What is expected = Return every line of the rows below unchanged, keeping their original order.

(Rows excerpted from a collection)
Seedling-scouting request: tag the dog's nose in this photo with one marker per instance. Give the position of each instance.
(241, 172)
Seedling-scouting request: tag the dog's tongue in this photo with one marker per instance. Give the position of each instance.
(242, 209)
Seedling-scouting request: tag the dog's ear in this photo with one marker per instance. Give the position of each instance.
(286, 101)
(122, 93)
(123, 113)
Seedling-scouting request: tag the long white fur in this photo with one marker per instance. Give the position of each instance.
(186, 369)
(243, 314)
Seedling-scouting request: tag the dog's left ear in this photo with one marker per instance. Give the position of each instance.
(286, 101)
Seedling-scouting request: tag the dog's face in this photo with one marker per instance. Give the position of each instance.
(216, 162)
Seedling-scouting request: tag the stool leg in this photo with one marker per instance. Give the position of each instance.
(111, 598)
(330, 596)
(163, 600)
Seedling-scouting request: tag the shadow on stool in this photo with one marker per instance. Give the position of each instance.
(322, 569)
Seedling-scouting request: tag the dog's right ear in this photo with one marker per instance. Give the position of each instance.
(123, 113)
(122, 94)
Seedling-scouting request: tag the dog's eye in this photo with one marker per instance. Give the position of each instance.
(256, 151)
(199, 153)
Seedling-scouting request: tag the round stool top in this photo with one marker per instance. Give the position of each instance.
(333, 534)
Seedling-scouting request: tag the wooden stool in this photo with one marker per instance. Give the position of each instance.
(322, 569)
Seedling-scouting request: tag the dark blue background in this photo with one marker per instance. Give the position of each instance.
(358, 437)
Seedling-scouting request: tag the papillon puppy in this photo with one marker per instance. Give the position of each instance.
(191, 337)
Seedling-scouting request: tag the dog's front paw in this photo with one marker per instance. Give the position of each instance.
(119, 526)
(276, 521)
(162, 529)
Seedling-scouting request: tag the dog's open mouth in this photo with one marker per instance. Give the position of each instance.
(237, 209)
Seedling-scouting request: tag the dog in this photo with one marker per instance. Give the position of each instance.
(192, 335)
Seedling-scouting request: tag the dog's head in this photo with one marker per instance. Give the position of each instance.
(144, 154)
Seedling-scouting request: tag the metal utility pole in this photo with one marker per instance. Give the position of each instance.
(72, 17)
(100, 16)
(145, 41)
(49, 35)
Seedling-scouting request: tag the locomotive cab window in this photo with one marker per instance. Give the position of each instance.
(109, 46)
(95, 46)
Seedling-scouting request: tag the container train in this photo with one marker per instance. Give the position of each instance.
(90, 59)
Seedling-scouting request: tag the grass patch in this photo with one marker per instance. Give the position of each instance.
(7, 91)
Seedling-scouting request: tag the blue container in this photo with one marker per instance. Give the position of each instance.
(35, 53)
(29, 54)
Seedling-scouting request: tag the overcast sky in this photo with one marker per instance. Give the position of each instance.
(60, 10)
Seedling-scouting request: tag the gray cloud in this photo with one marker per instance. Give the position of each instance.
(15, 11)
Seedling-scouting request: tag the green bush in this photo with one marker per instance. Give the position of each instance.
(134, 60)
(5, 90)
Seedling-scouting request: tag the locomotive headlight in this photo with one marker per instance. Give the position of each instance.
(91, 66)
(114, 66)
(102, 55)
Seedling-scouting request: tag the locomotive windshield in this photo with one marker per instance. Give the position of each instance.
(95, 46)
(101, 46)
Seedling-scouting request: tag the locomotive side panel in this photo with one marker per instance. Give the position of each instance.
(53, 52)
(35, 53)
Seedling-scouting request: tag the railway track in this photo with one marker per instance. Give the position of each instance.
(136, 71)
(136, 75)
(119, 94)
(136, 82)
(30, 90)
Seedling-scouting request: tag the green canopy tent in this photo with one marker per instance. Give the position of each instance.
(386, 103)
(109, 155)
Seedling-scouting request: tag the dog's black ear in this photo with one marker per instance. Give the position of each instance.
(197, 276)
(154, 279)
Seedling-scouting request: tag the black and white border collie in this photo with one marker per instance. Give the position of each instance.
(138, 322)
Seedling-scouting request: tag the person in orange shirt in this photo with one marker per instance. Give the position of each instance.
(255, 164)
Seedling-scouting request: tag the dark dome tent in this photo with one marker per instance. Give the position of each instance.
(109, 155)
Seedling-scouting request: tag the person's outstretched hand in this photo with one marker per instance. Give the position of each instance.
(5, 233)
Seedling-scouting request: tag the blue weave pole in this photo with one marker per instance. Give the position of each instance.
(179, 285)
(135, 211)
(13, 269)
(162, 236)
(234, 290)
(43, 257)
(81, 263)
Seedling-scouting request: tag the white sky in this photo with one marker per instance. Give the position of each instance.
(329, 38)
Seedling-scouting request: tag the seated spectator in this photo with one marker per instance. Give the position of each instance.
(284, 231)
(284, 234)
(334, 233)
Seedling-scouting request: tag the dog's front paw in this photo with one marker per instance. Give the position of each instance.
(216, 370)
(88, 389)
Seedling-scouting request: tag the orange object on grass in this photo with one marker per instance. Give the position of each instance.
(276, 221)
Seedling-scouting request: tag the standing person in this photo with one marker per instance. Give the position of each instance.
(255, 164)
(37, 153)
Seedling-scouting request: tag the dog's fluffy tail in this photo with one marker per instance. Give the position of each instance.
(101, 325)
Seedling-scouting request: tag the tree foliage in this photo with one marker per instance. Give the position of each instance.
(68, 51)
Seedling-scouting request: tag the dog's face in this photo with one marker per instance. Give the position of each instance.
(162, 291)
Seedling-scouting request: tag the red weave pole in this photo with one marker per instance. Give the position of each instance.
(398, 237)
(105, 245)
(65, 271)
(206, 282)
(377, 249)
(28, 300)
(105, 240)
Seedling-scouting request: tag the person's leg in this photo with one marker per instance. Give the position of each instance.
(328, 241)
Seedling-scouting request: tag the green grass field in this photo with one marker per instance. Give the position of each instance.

Full solution =
Seedling-scouting request: tag the dog's nose in this photo with one marker per instance. Give the position of each instance.
(241, 172)
Seedling-scouting request: tag the dog's tongue in this photo with one marker per instance. Give the position of each instance.
(242, 209)
Seedling-scouting request: tag the dog's ear in this photo with one marker per instance. Give the position of each instance.
(286, 101)
(122, 93)
(123, 113)
Seedling-scouting request: tag the long white fur in this photo with one marker per instance. Give the position of each instance.
(186, 369)
(243, 314)
Seedling-scouting request: tag the dog's left ear in this photo with one marker per instance. Give the position of each instance.
(286, 101)
Seedling-scouting request: tag the dog's face in this photo with one marker per instance. Give the position of each instance.
(216, 162)
Seedling-scouting request: tag the stool leg in this photo with one marker per instance. Give the position of each instance.
(111, 598)
(330, 596)
(163, 600)
Seedling-scouting request: tag the shadow on stool in this photo with one marker per instance. Give the position of each instance.
(322, 569)
Seedling-scouting request: tag the dog's right ear in this photo with one marker per instance. Give the position of each instance.
(123, 113)
(122, 94)
Seedling-scouting request: tag the dog's eye in this photo with one marker per instance. Give the position of each instance.
(256, 151)
(199, 153)
Seedling-scouting request: tag the round stool top in this photo with one marker per instance. Give the position of each instance.
(333, 534)
Seedling-scouting request: tag the wooden stool in this photo with one marker per instance. Give the position of each instance.
(322, 569)
Seedling-scouting request: tag the dark blue background in this photo with one marker per instance. Give the position of each instance.
(358, 437)
Seedling-scouting request: tag the papillon puppy in this photo with one marker per instance. Give the position of each instance.
(191, 337)
Seedling-scouting request: tag the dog's front paw in this photo with one marker per instance. Give the position of each instance.
(119, 526)
(276, 521)
(162, 529)
Seedling-scouting request: tag the dog's open mouth in this photo with one marker per instance. Give the position of each instance.
(237, 209)
Seedling-scouting request: tag the dog in this photo with one marker per instance. Give the position of each instance.
(192, 335)
Seedling-scouting request: tag the dog's head in this photo with one marker per instance. Give the position of each instance.
(144, 154)
Seedling-scouting request: tag the metal utility pole in this photo with one marker per instance. Give the position of each instance.
(72, 17)
(100, 16)
(145, 41)
(49, 35)
Seedling-scouting request: tag the locomotive cab window in this photo with one marker per instance. Give the position of each instance.
(109, 46)
(95, 46)
Seedling-scouting request: tag the container train in this photo with one marker per instance. Give the position of each instance.
(90, 59)
Seedling-scouting request: tag the grass patch in this photo with one marker per instance. Give the position of each instance.
(7, 91)
Seedling-scouting request: tag the blue container in this photo with one marker per instance. Give the position of each instance.
(35, 53)
(29, 54)
Seedling-scouting request: tag the overcast sky in this photo with one marker per instance. Give the position of each instance.
(60, 10)
Seedling-scouting request: tag the gray cloud in this photo with one marker per instance. Give the position of each instance.
(15, 11)
Seedling-scouting request: tag the green bush in this photo with one marker per instance. Give the position of each instance.
(134, 60)
(5, 90)
Seedling-scouting request: tag the locomotive headlight in this photo with one marker per instance. Give the position of each instance.
(91, 66)
(114, 66)
(102, 55)
Seedling-scouting request: tag the locomotive windshield in this photo with one marker per instance. Give the position of each instance.
(95, 46)
(101, 46)
Seedling-scouting request: tag the locomotive side panel in this photo with one marker per instance. Give the position of each instance.
(53, 52)
(35, 53)
Seedling-scouting request: tag the railway track in this photo with one marker per instance. Give the position of each instance.
(136, 71)
(136, 75)
(119, 94)
(136, 82)
(30, 90)
Seedling-scouting request: tag the green canopy tent in this photo with one marker per instance. Give the position of each instance.
(386, 103)
(109, 155)
Seedling-scouting request: tag the dog's black ear in this photo with one marker per instance. Give the position of each instance.
(197, 276)
(154, 279)
Seedling-scouting request: tag the black and white border collie in this photo with one marker per instance. Give the position of each instance.
(138, 322)
Seedling-scouting request: tag the person in orange shirt in this photo with one marker per instance. Give the position of each instance.
(255, 164)
Seedling-scouting request: tag the dark dome tent in this photo with one marker per instance. Give the position of each instance.
(109, 155)
Seedling-scouting request: tag the person's outstretched hand in this photo with one marker per instance. Give the position of each instance.
(5, 233)
Seedling-scouting request: tag the blue weave pole in this photo with one marker per instance. Give the position of each instance.
(179, 285)
(135, 211)
(13, 269)
(162, 236)
(234, 290)
(43, 257)
(81, 263)
Seedling-scouting request: tag the white sky in this photo with one marker per instance. Give the position of each instance.
(329, 38)
Seedling-scouting request: tag the seated spectator in this photo with one marker per instance. Give the position of each instance.
(284, 231)
(284, 234)
(334, 233)
Seedling-scouting request: tag the dog's front paw in this photo with one marker per instance. Give the position of each instance.
(216, 370)
(88, 389)
Seedling-scouting request: tag the orange object on grass in this photo with one marker per instance. Give the position of each instance.
(276, 221)
Seedling-scouting request: tag the standing person in this photo with one marker per instance. Give the position of each instance.
(255, 164)
(37, 153)
Seedling-scouting request: tag the dog's fluffy tail in this photo with one marker per instance. Give the position of each instance.
(101, 325)
Seedling-scouting request: tag the tree foliage in this photo with one marker per instance. Give the position of each instance.
(68, 51)
Seedling-scouting request: tag the dog's face in this photo with one marker per instance. Give the position of each instance.
(162, 291)
Seedling-scouting request: tag the red weave pole in this photo with one marker per instance. Give the position of each instance.
(398, 237)
(105, 245)
(65, 271)
(206, 282)
(377, 249)
(28, 300)
(105, 240)
Seedling-scouting request: tag the person's leg in this photo with one marker per instance. Give the position of each instance.
(328, 241)
Seedling-scouting request: tag the green grass field in this photo with one marker per instance. Give the position of each instance.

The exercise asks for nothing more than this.